_Exercise requirements_
Format the records below as a two-column CSV with the columns "prompt" and "response." Give one row per record, with the record's text and its answer each in a single quoted field and any line breaks replaced by spaces, and leave the pictures out.

****************

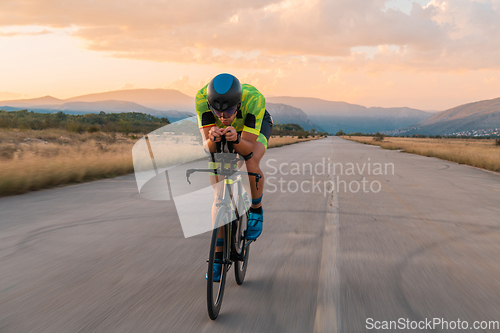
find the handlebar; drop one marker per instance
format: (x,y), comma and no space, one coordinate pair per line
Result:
(225,171)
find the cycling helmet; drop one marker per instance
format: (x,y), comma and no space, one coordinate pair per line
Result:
(224,95)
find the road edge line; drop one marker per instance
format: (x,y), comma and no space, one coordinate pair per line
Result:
(327,317)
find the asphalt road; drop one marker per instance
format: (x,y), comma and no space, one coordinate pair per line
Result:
(422,242)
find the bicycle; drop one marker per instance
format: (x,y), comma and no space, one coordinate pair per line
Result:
(235,247)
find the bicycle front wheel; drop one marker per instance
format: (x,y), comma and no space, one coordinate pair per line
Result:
(215,290)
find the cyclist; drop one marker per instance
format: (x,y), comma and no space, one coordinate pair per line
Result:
(236,113)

****************

_Answer to this problem_
prompt,response
"find the handlebar; drop one marker per instance format: (x,y), comma and no space, one coordinate pair per line Result:","(225,171)"
"find the cycling helmet; drop one marker per instance format: (x,y), comma and no space, one coordinate pair per line Result:","(224,95)"
"find the road edge line; drop one marker per instance format: (x,y), comma and no space, one coordinate pair per line Result:","(327,317)"
"find the asphalt road; drop one marker per instance format: (x,y), comma and no space, one coordinate pair per line Result:","(422,242)"
"find the bicycle; drop one marker per instance format: (x,y), comma and no space, one coordinate pair per line Result:","(235,247)"
"find the bicycle front wheel; drop one marker per instance format: (x,y), comma and no space, one coordinate pair per line Result:","(215,290)"
"find the cyclist; drop one marker per instance format: (x,y), comma and no space, one coordinate pair per line Result:","(236,113)"